* [Instruction]: Report every row below that contains the string "head", copying each such row in full. Case counts.

>> start Records shown

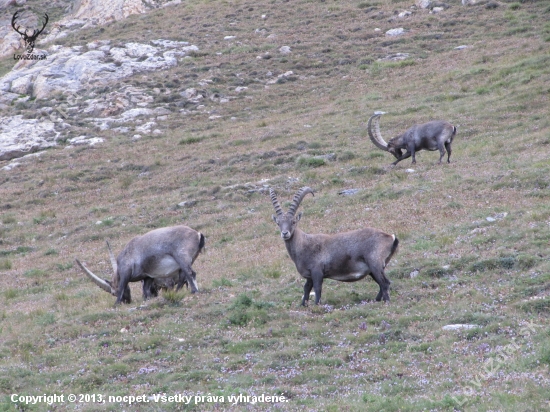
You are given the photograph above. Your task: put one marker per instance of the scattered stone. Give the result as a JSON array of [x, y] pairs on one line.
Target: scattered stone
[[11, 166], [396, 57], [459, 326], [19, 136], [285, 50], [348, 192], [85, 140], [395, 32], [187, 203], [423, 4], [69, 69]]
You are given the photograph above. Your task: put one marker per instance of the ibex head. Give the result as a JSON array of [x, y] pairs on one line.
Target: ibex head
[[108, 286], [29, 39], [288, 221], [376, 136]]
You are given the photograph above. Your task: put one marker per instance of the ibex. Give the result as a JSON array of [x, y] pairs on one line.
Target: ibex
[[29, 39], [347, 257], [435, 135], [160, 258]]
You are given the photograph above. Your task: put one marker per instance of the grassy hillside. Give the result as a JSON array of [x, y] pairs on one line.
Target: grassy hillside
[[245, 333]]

>> end Records shown
>> start Records shown

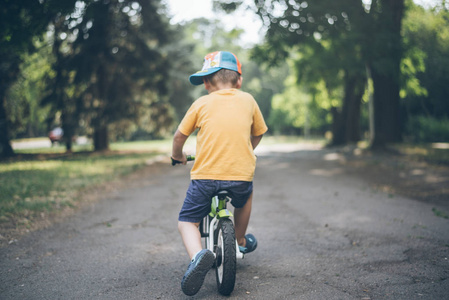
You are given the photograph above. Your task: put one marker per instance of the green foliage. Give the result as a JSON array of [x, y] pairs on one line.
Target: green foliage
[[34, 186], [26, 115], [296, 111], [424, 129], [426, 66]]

>> end Records shown

* [Answer to the exercise]:
You are given the photograph above. Your task: put one marker per instance of the ibex head. Give the result as a JSON array of [x, y] pairs on one line.
Target: ibex head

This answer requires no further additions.